Stock market could be inflating a carbon bubble
In their new Green Finance report, the Environmental Audit Committee (EAC) have warned that stock markets could be inflating a ‘carbon bubble’ by over-valuing companies with fossil fuel assets that will have to be left unburned in order to limit climate change, reported the Guardian, BBC and Independent.
Carbon Tracker evidence underpins findings
Citing evidence given by Carbon Tracker’s Research Director, James Leaton, and Nicola Ranger from the London School of Economics, the EAC quotes our findings in the Wasted Capital and Stranded Assets report that ‘60-80% of coal, oil and gas reserves of listed firms are unburnable‘.
Carbon Tracker’s Founding Director, Mark Campanale summarised to the Committee the scale of risks from carbon exposure by revealing ‘two thirds of the FTSE350 are based on finance, oil and gas and mining. If these valuations are wrong then we are putting our banking system and the London capital markets at risk’.
The EAC asked the Bank of England (BoE) whether they thought there was a carbon bubble risk, to which the Financial Policy Committee (FPC) said they ‘had not identified risks to financial stability from a carbon bubble’. This follows an open letter from Carbon Tracker and 20 other investors urging an assessment of carbon bubble risk, to which Governor Mervyn King admitted ‘there is clearly a scope for further evaluation of these issues’.
Chair of the EAC, Joan Walley MP, said: “The UK Government and Bank of England must not be complacent about the risks of carbon exposure in the world economy. Financial stability could be threatened if shares in fossil fuel companies turn out to be over-valued.’
James Leaton said: “We welcome the recommendation to make a link between the Climate Change Committee and the Bank of England, this is essential to ensure we have a resilient financial system going forward”.
EAC recommendations echo those of Carbon Tracker
The EAC recommend the FPC and BoE should ‘regularly consult with the Committee on Climate Change to help it monitor the risks to financial stability associated with a carbon bubble’.
Significantly, they also recommend that, ‘the Government should ensure that company reporting requirements provide investors with the information required to assess carbon exposure’.
This directly echoes the recommendations we made in Wasted Capital and Stranded Assets for regulation that requires companies to disclose the potential emissions of CO2 embedded in reserves. This will allow accurate monitoring of carbon exposure. While the FPC say there is no immediate risk from the carbon bubble, regulators of capital markets must have the right information to enable them to make this assessment, which they do not have adequately at the moment.
James Leaton said: “London has an opportunity to lead financing the energy transition – at present it risks being left holding the toxic assets rather than having a significant stake in green growth”.
Carbon Tracker hope this report will help prioritise carbon bubble risk within the BoE and help them recognise the need to consider longer-term perspectives for climate change risks.
Carbon bubble warning from the UNFCCC
Coincidentally, the day before the EAC report launch, Christiana Figueres had been speaking of the risks associated with the carbon bubble at The Science Media Centre. She said: “We will move to a low-carbon world because nature will force us, or because policy will guide us. So it is in everybody’s interest to get the policy that will allow us to move in a structured way that does not call upon a systemic risk of falling off a cliff all of a sudden and that capital needs to be shifted overnight…which will be much more expensive and…very unpredictable”.

•••••

■ **Work instruction A**
From the carbon bubble article, extract the passage between "This directly echoes" and "at the moment.", inclusive.
■ **Work instruction B**
List every person named in the carbon bubble article.

■ **Study material**
•••••

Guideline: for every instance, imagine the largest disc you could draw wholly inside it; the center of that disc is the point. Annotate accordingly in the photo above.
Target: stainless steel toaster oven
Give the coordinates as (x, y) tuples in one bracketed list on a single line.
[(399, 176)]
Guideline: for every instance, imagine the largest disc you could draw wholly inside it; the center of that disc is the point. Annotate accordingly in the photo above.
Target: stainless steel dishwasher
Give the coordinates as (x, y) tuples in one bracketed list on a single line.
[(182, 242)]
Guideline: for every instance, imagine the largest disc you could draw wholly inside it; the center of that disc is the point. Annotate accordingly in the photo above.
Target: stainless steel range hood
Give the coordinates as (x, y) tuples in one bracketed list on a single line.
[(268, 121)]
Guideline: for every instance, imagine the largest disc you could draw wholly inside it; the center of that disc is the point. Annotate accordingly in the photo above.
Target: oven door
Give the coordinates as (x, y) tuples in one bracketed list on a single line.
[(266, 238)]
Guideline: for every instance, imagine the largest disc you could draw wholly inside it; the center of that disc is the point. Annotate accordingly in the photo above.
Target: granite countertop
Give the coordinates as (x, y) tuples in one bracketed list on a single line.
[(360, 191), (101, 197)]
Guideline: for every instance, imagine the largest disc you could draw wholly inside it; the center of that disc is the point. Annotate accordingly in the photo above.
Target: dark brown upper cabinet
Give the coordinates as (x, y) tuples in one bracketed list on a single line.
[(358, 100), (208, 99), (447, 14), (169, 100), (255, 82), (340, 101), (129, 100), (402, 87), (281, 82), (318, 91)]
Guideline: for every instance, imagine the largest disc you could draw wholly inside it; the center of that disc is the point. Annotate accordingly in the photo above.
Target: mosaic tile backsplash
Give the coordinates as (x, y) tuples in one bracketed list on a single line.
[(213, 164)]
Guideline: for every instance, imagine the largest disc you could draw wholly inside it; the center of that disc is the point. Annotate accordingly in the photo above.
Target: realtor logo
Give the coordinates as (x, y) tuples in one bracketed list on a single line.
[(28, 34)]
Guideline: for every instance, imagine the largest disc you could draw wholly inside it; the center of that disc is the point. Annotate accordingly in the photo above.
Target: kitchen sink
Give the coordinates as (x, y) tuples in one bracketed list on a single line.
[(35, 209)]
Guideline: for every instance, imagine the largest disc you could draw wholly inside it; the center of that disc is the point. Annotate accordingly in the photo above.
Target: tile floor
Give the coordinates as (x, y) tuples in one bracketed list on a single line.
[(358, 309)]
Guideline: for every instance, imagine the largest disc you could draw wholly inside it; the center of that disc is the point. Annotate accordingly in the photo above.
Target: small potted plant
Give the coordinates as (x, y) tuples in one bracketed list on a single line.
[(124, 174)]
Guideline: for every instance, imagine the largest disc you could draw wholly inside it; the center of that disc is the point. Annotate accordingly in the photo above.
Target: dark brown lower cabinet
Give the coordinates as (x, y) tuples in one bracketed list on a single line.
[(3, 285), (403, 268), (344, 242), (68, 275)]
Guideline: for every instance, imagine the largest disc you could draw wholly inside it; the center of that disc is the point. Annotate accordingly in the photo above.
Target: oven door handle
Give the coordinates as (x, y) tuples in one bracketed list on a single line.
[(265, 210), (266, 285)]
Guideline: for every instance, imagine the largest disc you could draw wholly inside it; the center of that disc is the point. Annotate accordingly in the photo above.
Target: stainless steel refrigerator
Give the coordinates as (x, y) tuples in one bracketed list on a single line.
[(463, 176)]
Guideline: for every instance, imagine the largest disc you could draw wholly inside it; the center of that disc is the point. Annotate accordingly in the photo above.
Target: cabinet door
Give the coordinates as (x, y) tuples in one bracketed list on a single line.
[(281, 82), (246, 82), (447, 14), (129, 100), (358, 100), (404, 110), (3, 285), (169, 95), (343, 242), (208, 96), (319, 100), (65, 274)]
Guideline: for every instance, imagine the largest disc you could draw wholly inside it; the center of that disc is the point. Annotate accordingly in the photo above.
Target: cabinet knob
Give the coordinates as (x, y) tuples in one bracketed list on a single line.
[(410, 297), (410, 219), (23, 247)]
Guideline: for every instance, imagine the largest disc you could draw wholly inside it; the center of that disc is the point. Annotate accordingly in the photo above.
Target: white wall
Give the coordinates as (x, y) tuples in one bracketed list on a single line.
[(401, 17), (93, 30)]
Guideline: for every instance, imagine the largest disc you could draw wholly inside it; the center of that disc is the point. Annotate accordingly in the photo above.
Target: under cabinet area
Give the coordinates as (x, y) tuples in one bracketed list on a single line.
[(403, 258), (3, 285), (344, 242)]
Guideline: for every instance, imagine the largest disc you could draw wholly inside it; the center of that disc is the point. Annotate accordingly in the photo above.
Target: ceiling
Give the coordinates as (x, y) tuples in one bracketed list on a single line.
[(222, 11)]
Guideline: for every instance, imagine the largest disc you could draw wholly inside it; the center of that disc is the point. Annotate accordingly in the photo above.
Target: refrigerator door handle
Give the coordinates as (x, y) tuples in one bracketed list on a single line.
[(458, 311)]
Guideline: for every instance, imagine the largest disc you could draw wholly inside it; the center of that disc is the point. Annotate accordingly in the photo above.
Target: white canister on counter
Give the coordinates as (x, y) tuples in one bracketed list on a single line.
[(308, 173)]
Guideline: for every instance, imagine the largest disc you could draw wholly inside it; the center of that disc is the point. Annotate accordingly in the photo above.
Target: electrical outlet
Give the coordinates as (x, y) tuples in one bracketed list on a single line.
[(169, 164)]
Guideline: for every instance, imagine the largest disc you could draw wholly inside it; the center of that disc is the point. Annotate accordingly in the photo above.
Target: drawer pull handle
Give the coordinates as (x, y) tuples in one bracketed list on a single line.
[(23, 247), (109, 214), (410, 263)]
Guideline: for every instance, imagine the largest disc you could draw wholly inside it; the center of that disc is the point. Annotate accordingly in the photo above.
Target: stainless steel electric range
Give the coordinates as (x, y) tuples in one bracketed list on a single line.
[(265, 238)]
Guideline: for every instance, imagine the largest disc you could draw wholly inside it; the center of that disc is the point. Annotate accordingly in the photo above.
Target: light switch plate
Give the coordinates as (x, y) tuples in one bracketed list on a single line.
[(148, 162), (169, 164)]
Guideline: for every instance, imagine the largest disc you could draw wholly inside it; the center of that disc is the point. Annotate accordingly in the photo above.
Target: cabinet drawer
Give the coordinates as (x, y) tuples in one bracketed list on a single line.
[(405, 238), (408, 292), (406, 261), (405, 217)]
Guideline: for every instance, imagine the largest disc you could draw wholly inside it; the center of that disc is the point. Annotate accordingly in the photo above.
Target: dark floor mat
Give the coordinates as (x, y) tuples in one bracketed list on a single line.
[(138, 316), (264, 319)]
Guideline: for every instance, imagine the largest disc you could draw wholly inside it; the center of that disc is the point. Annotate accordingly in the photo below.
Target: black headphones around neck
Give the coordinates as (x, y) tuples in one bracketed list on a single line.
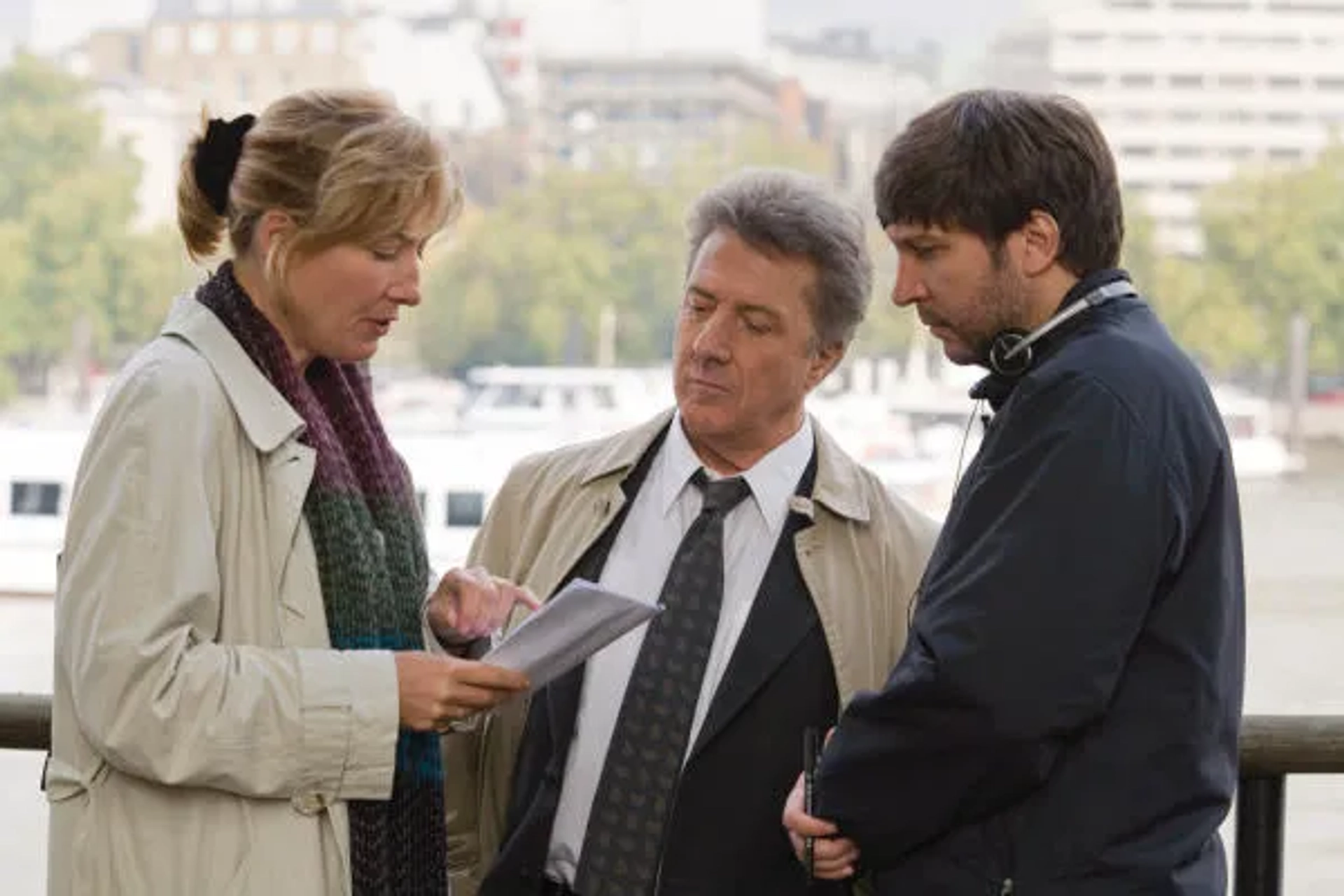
[(1011, 351)]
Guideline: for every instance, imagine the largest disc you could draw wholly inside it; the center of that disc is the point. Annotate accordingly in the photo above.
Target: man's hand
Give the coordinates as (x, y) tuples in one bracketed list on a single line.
[(472, 603), (436, 691), (832, 858)]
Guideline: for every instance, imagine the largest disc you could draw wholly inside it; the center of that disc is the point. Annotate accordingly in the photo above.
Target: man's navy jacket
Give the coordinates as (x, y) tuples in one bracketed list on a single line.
[(1063, 719)]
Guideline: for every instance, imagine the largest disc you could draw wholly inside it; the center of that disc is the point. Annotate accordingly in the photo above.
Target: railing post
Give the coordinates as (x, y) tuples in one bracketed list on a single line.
[(1260, 836)]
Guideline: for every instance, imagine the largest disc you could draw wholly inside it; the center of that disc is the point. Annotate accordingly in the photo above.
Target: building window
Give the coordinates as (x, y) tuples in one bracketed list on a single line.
[(167, 39), (203, 39), (242, 39), (34, 498), (464, 510), (1237, 83), (321, 39), (284, 38), (1082, 80)]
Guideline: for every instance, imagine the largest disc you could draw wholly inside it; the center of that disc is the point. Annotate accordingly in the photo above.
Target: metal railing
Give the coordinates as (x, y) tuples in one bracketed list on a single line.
[(1272, 748)]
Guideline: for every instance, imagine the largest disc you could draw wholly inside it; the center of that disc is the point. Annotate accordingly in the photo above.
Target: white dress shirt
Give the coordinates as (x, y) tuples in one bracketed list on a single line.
[(640, 558)]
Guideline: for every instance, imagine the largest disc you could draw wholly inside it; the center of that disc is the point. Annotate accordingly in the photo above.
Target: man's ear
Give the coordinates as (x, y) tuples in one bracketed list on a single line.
[(1038, 244), (823, 362)]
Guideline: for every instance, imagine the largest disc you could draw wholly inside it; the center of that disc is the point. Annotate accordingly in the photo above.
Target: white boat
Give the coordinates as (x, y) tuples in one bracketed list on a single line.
[(916, 448), (1257, 451), (36, 469)]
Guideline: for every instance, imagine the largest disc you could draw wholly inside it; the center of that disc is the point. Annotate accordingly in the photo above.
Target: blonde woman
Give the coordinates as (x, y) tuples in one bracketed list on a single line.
[(242, 703)]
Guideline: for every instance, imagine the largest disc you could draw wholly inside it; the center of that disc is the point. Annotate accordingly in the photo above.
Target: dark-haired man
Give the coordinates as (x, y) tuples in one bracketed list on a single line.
[(1063, 719)]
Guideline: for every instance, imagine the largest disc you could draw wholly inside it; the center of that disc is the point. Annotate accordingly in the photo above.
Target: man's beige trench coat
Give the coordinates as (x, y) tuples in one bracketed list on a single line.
[(862, 561), (203, 734)]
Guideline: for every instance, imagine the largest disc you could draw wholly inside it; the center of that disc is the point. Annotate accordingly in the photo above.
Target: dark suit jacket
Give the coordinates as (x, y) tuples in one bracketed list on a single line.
[(858, 548), (724, 833)]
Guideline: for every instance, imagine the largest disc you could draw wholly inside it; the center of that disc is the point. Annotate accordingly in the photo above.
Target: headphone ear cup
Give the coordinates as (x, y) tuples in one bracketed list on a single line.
[(1009, 354)]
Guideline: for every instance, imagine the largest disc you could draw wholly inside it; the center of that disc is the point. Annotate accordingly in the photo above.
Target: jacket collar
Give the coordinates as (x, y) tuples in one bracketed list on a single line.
[(838, 486), (264, 413)]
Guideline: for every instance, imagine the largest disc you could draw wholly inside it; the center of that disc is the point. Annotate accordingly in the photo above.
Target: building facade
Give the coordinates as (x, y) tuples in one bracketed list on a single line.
[(1189, 92)]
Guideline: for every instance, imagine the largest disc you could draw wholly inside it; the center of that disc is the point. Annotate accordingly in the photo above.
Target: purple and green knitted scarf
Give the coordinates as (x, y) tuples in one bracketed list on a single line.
[(360, 510)]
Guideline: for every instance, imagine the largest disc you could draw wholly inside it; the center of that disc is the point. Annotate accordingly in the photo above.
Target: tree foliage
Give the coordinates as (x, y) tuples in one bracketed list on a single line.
[(527, 281), (74, 274)]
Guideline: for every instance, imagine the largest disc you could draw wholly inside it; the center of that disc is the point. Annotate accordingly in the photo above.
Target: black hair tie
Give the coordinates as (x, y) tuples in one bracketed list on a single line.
[(217, 159)]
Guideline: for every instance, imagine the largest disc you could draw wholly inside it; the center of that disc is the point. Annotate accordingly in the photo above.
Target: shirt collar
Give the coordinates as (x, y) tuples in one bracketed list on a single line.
[(773, 479)]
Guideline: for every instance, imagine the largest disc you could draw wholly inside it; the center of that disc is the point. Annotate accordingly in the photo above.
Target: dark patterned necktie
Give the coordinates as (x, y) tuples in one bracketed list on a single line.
[(624, 839)]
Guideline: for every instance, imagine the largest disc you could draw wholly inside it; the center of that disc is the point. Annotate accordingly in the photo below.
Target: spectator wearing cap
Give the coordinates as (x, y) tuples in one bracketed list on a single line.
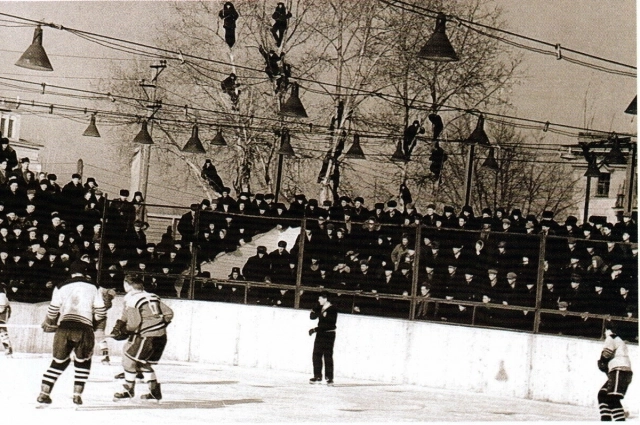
[(576, 294), (15, 198), (139, 207), (38, 276), (211, 176), (378, 212), (429, 217), (226, 199), (187, 224), (7, 152), (311, 209), (491, 291), (72, 198), (469, 217), (359, 212), (120, 217), (90, 185), (257, 267), (363, 279), (298, 206), (4, 171), (449, 219), (401, 251), (279, 260), (517, 220), (503, 258)]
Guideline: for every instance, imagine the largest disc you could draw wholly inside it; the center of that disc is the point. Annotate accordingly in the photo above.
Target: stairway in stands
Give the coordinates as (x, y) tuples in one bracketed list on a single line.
[(221, 267)]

•••••

■ **Answer A**
This directly echoes the recommendations we made in Wasted Capital and Stranded Assets for regulation that requires companies to disclose the potential emissions of CO2 embedded in reserves. This will allow accurate monitoring of carbon exposure. While the FPC say there is no immediate risk from the carbon bubble, regulators of capital markets must have the right information to enable them to make this assessment, which they do not have adequately at the moment.

■ **Answer B**
James Leaton
Nicola Ranger
Mark Campanale
Mervyn King
Joan Walley
Christiana Figueres